The Israeli military said it had received all 20 hostages confirmed to be alive, after their transfer from Gaza by the Red Cross. The announcement prompted cheering, hugging and weeping among thousands waiting at “Hostage Square” in Tel Aviv.
In Gaza, thousands of relatives, many weeping with joy, gathered at a hospital where buses brought home some of the nearly 2,000 Palestinian prisoners and detainees to be freed by Israel as part of the accord.
“The skies are calm, the guns are silent, the sirens are still and the sun rises on a Holy Land that is finally at peace,” Trump told the Knesset, Israel’s parliament, saying a “long nightmare” for both Israelis and Palestinians was over.
He later left for a summit in Egypt intended to cement the truce.
The US, along with Egypt, Qatar and Turkiye, mediated what has been described as a first phase agreement between Israel and Hamas for a ceasefire and the release of hostages by Hamas and prisoners and detainees by Israel.
Trump arrived in the Egyptian beach resort of Sharm el-Sheikh about an hour before sundown for the gathering of more than 20 world leaders, which he was to chair alongside President Abdel Fattah al-Sisi.
At the opening of the summit, Trump signed a document on the ceasefire deal with Egypt, Qatar and Turkiye.
The ceasefire and partial Israeli withdrawal agreed last week halted one of Israel’s biggest offensives of the war, an all-out assault on Gaza City that was killing scores of people per day.
Since then, huge numbers of Palestinians have been able to return to the ruins of homes in the Gaza Strip, swathes of which were reduced to a wasteland by Israeli bombardment that killed 68,000 people.
Among the immediate issues still to be resolved: recovering the remains of another 26 Israeli hostages believed to have died and two whose fates are unknown.
Hamas says recovering the bodies could take time as not all burial sites are known. It handed over four bodies Monday.
Aid supplies must be rushed into the enclave, where hundreds of thousands of people face famine. UN aid chief Tom Fletcher underlined the need to “get shelter and fuel to people who desperately need it and to massively scale up the food and medicine and other supplies going in”.
Beyond that, crucial issues have yet to be resolved, including how to govern and police Gaza, and the ultimate future of Hamas, which still rejects Israel’s demands to disarm.

• **Provided material**:

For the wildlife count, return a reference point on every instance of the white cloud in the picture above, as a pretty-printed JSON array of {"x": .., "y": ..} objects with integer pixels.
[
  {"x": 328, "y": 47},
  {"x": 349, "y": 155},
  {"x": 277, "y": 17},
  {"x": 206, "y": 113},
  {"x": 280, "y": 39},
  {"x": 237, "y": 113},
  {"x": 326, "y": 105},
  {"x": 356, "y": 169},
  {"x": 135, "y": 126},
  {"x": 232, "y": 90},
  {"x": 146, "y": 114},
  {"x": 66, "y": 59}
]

• **Assigned task**:
According to the Gaza ceasefire report, why does Hamas say recovering the bodies of the dead hostages could take time? Answer in one to three sentences. The records are drawn from a separate source.

• **Task output**:
Hamas says it could take time because not all of the burial sites are known.